PAGE TEXT:

# FR: je m'assieds/assois, je m'assiérai/assoirai/asseyerai, etc. - conjugaison de asseoir/assoir



## Charlie Parker

Would I say to one of my students Assieds-toi or Assois-toi for "Sit down?" Are the two conjugations of s'asseoir synonymous? Which is more common? I think I've heard the latter in Quebec.


*Moderator note:* Multiple threads merged to create this one. See also our conjugator and the sister thread in the Français Seulement forum.


----------



## Cath.S.

I've also heard _assois-to_i but in France at least it does not sound very educated. 
Use _assieds-toi,_ it is much more standard French.


----------



## Charlie Parker

Thank you _assois-toi _sounds funny to me, but then I'm an Anglophone. I might prefer to use more Québecois expressions, though, since I'm Canadian.


----------



## marie-francoise

If you are a teacher talking to students, it would be completely inappropriate to say "assois-toi". 

It is true that you will hear that a lot in Quebec.  But then again, you will commonly hear things like "Il fait-tu froid?"  which makes no sense at all, yet is understood to mean "Fait-il froid?"  There are  hundreds of examples like that in Québecois slang, but even les Québecois know that it's not quite French.
It would be equivalent to the Newfoundlander that says "So I tells her to come where I'm at".  It might be common useage, but nobody (not even a Newfie) could claim that to be standard English.


----------



## OlivierG

Hi 

I don't think "assois-toi" is grammatically wrong. There are two conjugations for the verb "s'asseoir", and in France, we prefer to use "assieds" instead of "assois", but it's just a matter of usage.

It'd be better to get the opinion of French speakers from Quebec to know whether "assois-toi" is actually the most frequent form and whether it can be used in formal conversations.


----------



## Charlie Parker

I've already had some very helpful comments in the forum about the two conjugations of _asseoir. _I am using a new French program in my school. The teacher's script uses _assieds-toi_  but then _on s'assoit _instead of _on s'assied._  I would grateful for opinions on this from francophone colleagues, especially québecois. Is is acceptable to mix the forms? Is _s'assoit_ good usage?


----------



## geostan

The first form tends to be used more frequently, and there are forms that would probably not be used be said, such as: assois-toi, for the sake of euphony.

But there is nothing wrong with them. If you like the second form, use it.


----------



## Charlie Parker

I saw this in print and was assured that it was an alternative spelling of elle s'assoit or elle s'assied. Is that true?

ITEMS:

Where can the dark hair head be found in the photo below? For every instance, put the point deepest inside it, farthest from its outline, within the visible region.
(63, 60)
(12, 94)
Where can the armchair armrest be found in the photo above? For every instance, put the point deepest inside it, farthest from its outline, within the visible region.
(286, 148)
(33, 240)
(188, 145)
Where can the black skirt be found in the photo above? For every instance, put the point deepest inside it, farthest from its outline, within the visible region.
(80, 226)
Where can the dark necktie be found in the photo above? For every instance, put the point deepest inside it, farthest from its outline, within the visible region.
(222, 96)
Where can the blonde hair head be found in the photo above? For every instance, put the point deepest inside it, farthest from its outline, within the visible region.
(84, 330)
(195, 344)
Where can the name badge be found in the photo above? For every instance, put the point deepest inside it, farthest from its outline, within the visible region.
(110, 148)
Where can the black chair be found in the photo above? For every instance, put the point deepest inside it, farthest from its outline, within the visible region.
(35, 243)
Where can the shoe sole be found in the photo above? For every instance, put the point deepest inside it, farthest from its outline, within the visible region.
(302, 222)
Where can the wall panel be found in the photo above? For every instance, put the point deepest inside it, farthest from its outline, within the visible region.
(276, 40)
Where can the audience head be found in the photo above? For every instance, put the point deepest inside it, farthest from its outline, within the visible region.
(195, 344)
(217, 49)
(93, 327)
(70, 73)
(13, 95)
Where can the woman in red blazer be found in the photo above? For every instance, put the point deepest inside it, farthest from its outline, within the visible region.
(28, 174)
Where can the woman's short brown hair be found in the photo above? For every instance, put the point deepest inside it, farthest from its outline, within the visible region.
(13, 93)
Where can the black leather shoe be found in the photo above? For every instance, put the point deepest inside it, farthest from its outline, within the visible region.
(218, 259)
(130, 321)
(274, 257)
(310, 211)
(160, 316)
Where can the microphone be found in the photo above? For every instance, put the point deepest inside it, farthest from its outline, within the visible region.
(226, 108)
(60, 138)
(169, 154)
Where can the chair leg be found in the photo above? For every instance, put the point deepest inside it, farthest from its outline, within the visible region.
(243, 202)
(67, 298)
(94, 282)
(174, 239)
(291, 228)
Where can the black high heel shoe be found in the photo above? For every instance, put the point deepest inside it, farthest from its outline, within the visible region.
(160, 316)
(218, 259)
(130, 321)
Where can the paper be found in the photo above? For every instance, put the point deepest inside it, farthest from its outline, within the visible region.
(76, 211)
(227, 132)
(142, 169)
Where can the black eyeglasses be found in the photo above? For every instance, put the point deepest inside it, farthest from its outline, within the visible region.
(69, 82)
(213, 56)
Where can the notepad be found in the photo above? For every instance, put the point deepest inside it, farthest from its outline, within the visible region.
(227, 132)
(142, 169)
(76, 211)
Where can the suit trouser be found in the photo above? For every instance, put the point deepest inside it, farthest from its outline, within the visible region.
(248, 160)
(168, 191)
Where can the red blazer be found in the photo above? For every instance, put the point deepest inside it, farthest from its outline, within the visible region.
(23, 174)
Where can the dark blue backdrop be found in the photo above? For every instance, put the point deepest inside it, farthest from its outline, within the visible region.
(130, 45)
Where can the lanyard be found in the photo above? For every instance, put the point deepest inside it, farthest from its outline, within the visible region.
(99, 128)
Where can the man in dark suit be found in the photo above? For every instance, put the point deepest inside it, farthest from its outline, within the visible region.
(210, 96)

AIM: Transcribe the stretch of the forum thread on "s'asseoir" from "# FR: je m'assieds/assois, je" through "Français Seulement forum.". The material has no connection to the forum thread on conjugating "s'asseoir."

TASK RESPONSE:
# FR: je m'assieds/assois, je m'assiérai/assoirai/asseyerai, etc. - conjugaison de asseoir/assoir



## Charlie Parker

Would I say to one of my students Assieds-toi or Assois-toi for "Sit down?" Are the two conjugations of s'asseoir synonymous? Which is more common? I think I've heard the latter in Quebec.


*Moderator note:* Multiple threads merged to create this one. See also our conjugator and the sister thread in the Français Seulement forum.